> [Task objective]:
Going from the top of the data below, give again each line through the one containing "of the forked", both ends kept.

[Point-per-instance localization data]
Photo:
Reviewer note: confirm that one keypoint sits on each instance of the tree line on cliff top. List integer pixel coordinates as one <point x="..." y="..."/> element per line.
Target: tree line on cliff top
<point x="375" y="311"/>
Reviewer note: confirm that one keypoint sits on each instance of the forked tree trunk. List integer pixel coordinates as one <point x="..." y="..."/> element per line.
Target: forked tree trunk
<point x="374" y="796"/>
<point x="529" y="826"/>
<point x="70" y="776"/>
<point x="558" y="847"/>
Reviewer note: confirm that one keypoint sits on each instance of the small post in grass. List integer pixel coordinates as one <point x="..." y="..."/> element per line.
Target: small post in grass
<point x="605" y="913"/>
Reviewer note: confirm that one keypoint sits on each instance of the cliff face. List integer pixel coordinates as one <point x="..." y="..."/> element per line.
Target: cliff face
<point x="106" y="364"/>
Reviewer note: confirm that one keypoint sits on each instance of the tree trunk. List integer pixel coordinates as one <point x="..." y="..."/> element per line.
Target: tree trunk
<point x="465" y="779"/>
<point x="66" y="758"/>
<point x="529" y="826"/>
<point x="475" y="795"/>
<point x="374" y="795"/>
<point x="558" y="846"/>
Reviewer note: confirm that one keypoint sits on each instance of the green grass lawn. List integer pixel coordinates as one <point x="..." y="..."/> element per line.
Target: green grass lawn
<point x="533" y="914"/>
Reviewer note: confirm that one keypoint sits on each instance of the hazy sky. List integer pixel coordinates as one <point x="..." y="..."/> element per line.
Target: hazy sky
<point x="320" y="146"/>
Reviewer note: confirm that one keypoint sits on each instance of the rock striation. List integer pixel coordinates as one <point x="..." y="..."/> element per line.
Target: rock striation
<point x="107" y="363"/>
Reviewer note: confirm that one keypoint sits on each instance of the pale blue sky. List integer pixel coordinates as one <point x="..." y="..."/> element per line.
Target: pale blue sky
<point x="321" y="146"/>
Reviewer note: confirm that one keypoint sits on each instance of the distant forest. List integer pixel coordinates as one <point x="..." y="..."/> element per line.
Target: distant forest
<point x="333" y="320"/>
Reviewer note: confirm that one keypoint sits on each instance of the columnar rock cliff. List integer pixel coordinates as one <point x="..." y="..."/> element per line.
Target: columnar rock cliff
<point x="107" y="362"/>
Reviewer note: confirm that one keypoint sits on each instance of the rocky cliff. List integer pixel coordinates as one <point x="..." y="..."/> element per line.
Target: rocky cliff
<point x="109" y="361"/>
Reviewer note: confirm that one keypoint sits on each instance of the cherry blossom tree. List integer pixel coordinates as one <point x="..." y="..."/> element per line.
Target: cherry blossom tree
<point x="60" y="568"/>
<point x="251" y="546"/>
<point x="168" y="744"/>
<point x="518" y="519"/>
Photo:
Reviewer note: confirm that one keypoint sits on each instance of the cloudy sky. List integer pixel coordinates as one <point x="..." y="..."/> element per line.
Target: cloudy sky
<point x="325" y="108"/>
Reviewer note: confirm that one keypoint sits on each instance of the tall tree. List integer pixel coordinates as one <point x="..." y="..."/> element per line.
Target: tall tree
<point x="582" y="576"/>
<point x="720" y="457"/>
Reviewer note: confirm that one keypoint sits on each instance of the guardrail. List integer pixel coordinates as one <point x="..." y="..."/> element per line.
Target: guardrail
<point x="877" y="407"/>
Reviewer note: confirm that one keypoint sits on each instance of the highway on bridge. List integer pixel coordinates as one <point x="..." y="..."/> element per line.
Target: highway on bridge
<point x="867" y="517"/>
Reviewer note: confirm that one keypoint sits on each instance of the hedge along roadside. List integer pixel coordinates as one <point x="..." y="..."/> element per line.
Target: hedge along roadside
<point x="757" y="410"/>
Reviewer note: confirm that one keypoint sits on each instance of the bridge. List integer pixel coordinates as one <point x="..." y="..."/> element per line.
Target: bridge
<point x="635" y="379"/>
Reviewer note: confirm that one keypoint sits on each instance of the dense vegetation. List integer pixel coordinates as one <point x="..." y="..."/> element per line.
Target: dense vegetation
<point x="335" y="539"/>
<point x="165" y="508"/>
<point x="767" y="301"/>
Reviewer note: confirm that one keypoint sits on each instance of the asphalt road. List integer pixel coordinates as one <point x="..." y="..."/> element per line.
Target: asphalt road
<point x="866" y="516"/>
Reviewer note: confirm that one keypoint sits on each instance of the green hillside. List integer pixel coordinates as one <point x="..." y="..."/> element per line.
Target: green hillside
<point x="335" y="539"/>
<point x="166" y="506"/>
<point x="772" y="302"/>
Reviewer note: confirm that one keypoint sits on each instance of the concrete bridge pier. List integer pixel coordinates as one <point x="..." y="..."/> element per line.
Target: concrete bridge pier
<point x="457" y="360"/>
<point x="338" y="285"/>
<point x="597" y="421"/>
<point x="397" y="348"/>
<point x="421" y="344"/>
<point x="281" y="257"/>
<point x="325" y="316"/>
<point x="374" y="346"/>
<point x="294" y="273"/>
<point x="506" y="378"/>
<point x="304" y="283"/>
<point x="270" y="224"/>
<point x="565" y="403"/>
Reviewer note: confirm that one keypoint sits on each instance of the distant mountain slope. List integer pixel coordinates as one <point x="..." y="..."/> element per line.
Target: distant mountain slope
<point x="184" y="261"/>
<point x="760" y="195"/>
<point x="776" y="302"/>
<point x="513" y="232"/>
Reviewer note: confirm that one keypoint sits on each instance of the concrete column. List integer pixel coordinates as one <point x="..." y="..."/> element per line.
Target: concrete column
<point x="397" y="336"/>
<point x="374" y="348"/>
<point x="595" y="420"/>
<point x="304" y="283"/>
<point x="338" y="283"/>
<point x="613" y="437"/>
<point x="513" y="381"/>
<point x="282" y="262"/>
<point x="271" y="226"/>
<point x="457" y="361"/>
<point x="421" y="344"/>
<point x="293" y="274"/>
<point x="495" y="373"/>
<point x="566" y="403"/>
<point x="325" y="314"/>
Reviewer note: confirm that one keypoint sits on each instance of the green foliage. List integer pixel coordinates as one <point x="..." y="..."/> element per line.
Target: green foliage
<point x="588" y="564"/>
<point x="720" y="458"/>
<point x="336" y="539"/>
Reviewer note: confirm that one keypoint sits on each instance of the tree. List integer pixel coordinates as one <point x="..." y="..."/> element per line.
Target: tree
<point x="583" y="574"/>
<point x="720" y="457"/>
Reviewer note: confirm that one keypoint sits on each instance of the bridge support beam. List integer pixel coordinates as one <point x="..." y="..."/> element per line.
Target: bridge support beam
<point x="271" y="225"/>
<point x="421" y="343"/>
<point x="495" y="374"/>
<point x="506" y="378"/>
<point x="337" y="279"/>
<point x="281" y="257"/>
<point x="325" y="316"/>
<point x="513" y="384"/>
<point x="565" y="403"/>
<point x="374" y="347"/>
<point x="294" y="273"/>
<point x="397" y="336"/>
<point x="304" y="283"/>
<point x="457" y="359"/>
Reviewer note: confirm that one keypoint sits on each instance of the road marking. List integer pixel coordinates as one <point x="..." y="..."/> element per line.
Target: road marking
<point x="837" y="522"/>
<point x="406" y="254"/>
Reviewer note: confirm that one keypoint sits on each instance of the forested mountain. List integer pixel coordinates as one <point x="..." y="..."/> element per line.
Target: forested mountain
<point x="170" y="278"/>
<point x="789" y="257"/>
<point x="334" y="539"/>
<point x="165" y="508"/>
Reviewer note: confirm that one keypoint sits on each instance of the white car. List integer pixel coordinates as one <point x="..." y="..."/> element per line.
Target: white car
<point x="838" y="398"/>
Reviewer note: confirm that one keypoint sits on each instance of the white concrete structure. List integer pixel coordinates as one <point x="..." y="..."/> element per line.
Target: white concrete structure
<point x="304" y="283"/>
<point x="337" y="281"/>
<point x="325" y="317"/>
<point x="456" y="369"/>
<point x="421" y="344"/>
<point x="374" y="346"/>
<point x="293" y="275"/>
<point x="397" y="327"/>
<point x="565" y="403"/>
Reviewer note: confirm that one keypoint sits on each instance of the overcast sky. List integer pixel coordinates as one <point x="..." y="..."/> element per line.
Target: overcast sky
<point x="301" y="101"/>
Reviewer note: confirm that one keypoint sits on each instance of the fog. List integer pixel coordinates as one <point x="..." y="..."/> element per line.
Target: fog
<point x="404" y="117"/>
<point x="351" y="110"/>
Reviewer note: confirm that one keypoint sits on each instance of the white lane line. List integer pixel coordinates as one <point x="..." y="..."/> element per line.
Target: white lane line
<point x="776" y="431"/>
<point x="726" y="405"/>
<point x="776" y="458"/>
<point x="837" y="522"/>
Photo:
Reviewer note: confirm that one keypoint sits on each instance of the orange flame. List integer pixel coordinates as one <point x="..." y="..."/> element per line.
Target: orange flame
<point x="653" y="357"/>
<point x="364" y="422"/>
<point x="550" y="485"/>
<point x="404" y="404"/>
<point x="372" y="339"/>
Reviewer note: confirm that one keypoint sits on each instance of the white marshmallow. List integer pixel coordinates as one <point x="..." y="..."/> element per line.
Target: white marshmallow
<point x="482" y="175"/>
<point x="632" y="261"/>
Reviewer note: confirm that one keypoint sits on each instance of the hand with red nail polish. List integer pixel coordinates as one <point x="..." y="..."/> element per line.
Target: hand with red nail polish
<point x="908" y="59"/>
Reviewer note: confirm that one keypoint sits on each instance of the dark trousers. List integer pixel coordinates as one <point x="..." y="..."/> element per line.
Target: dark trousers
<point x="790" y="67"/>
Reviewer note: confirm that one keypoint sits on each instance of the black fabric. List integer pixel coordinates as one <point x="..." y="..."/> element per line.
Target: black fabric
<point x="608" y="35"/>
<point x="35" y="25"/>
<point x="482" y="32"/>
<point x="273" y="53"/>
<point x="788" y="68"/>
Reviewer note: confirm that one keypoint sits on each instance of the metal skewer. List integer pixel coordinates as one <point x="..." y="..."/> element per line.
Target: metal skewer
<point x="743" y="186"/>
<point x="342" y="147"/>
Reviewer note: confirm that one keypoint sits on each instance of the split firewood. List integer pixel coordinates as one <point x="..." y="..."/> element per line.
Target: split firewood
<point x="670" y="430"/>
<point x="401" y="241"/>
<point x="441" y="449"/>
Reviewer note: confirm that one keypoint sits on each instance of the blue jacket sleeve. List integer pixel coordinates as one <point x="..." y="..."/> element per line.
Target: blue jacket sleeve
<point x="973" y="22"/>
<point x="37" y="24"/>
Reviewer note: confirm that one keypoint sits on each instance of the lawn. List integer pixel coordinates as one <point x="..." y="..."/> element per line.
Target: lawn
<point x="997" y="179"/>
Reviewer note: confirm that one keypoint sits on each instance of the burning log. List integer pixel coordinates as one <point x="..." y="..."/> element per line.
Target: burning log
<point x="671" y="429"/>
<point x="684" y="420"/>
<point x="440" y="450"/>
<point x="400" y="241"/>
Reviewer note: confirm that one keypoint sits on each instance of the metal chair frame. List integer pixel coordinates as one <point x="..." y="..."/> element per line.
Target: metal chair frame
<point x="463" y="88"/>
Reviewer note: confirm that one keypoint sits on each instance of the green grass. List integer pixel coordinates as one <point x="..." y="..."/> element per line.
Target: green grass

> [Response to this exercise]:
Photo:
Reviewer note: confirm that one keypoint sits on each instance of the tree line on cliff top. List integer pixel coordinates as one <point x="..." y="..."/> element per line.
Target: tree line on cliff top
<point x="375" y="311"/>
Reviewer note: confirm that one keypoint sits on each instance of the forked tree trunk. List integer pixel coordinates as one <point x="..." y="..."/> element per line.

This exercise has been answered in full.